▶ [HOW TO COMPLETE THIS TASK]:
Ignoring the pictures, repeat every entry below exactly as it appears.

------ TASK INPUTS

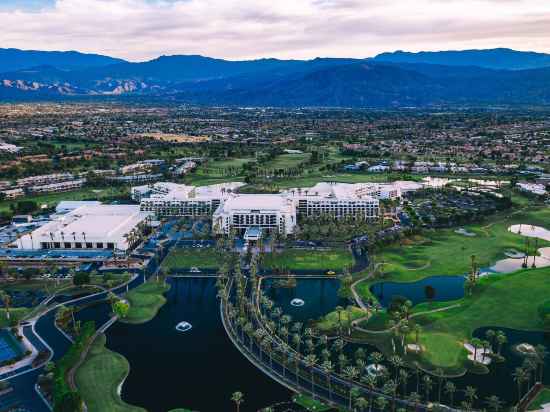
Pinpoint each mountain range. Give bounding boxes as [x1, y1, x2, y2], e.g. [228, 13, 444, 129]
[2, 47, 550, 107]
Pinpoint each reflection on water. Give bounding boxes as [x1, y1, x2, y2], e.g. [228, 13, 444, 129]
[263, 278, 347, 322]
[370, 275, 465, 307]
[106, 278, 291, 412]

------------

▶ [EXPECTED ANSWER]:
Pinpoint each mountain range. Give bounding boxes as [x1, y1, x2, y2], e.g. [228, 13, 444, 129]
[2, 47, 550, 107]
Pinpoint each reflection on water. Give bounding boxes as [x1, y1, x2, y2], e.g. [228, 13, 444, 129]
[263, 278, 347, 322]
[370, 275, 465, 307]
[106, 278, 291, 412]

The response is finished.